→ Passage shown:
Regulation 77 allows contracting authorities to reserve [certain] contracts for [certain types] of organisations. In other words, it is legally possible to foreclose the some markets to suppliers of a specific nature, referred to in the Regulation as "qualifying organisations".
This is an enormous Rubicon being crossed in what concerns equal treatment a non-discrimination and a first for the Public Sector Directive. It is true that Directive 2004/18/EC already had a provision in Article 19 for sheltered workshops, but this is a completely new playground for discrimination. Like Han Solo would say "I have a bad feeling about this" and so does Albert.
The Regulation operates based on a positive list of contracts where discrimination - sorry, reservation - is admitted. These contracts have to exclusively target one or more of those services. To save you the headache, I have converted the CPV codes on the regulation to the corresponding names so that we can have idea of the kinds of services that can be reserved:
Administrative Educational Services
Administrative Healthcare Services
Administrative Housing Services
Supply Services of Domestic Help Personnel
Supply Services of Nursing Personnel
Supply Services of Medical Personnel
Pre-School Education Services
Higher Education Services
Adult-education Services at University Level
Staff Training Services
From Health and Social Work Services (85000000-9) to Community Health Services (85323000-9)...[that's one long list of medical services contracts...]
Library, Archives, Museums and Other Cultural Services
Services Furnished by Social Membership Organisations
Services Provided by Youth Associations.
The list is quite long but one must not forget that the NHS procured health care services are not subject to reservation (paragraph 6). From the way paragraph 2 is drafted it appears that mixed contracts are not admitted (thankfully!) unless all the different services are covered in the list.
What is a "qualifying organisation"?

Records from a dataset
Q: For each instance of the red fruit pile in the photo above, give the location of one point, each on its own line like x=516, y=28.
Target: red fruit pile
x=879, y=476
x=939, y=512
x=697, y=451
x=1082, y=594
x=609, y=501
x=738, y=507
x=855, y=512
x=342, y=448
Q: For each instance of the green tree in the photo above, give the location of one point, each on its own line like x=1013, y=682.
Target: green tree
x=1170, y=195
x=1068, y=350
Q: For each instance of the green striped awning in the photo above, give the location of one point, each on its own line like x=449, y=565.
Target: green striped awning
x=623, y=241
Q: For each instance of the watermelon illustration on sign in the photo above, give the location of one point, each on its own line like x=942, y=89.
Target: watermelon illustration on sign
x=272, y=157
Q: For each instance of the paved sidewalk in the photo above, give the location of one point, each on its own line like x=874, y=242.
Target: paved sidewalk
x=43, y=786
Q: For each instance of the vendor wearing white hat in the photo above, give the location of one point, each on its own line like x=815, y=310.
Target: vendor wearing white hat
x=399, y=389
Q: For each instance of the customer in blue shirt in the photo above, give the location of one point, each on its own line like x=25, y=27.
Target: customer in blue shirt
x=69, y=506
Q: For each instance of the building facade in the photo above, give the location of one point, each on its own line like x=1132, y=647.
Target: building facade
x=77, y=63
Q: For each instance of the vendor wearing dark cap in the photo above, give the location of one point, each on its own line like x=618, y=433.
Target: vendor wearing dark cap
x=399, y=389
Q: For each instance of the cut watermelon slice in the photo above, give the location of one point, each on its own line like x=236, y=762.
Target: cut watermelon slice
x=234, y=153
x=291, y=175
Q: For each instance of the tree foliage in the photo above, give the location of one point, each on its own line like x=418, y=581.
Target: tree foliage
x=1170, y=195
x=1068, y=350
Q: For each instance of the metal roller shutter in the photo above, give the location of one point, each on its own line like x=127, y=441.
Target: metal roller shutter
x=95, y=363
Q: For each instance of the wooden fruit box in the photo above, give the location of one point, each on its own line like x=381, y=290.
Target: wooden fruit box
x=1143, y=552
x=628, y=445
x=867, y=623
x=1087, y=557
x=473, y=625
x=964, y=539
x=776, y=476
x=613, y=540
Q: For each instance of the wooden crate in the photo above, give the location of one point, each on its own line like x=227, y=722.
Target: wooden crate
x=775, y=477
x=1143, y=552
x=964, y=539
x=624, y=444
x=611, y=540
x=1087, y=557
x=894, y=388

→ Problems to work on:
a. In the post on Regulation 77, which health care services does it say are not subject to reservation?
b. Retype the post on Regulation 77 from "Regulation 77 allows" up to and including "so does Albert.".
c. Extend the post on Regulation 77 by writing what comes next after its final line.

→ Answers to the exercise:
a. NHS procured health care services.

b.
Regulation 77 allows contracting authorities to reserve [certain] contracts for [certain types] of organisations. In other words, it is legally possible to foreclose the some markets to suppliers of a specific nature, referred to in the Regulation as "qualifying organisations".
This is an enormous Rubicon being crossed in what concerns equal treatment a non-discrimination and a first for the Public Sector Directive. It is true that Directive 2004/18/EC already had a provision in Article 19 for sheltered workshops, but this is a completely new playground for discrimination. Like Han Solo would say "I have a bad feeling about this" and so does Albert.

c.
For the purposes of this regulation a qualifying organisation needs to comply with a cumulative list of requirements. First, it needs to pursuit a public service mission linked with any of the contracts mentioned above. It does not appear though that they are precluded from bidding for other reserved contracts.
Second, their profits need to be reinvested in that social objective and "any distribution of profits is based on participatory considerations" (emphasis mine). What are participatory considerations?! I have no idea. I also do not understand why it appears that profit-based models are authorised as long as they comply with the "participatory considerations" requirement. Call me a cynic but this smells of socialwash, or at least leaves the door wide open for it.
Third, the management and ownership structures need to be "based on employee ownership or participatory principles" (emphasis mine) or, in alternative "require the active participation of employees, users or stakeholders". Am I the only one at loss for words here? Maybe this makes sense in Germany where employees of companies tend to have a say in management, which would explain why I was puzzled profit motives were not banned outright.
I can totally see an exam-type question like "Can John Lewis bid for a contract covered by Regulation 77?" about this.
The fourth and final requirement is that the organisation has not won a contract under Regulation 77 for the same services and by the same contracting authority in the last 3 years. Therefore they can win contracts with other CPV codes awarded by the same contracting authority or win contracts with the same code but awarded by other contracting authorities.
What will happen?
The market will adapt to the incentives. If plenty of contracts are reserved I can see a booming trade on front organisations which comply with the requirements but that are in reality controlled by for profit entities.
Furthermore, I will go out on a limb here and predict a reduction in efficiency in the contracts subject to the reservation clauses, on average. On average, contracts will be more expensive or quality will suffer. Looking into this makes for fascinating research and I will be adding the idea to my ever growing binder of research ideas.
PS: I am somewhat surprised lawyers were unable to include Legal Services into the list as they appear to have had no problems in lobbying to keep legal services within the generic scope of this Part 7. Oh wait...
PS2: For the promoters of this new regime on the run to the publication of the Directive: do not even think about complaining about the complexity that this brings and that the rules end up being bent in practice and not achieving the original objectives. The road to hell is paved with good intentions after all.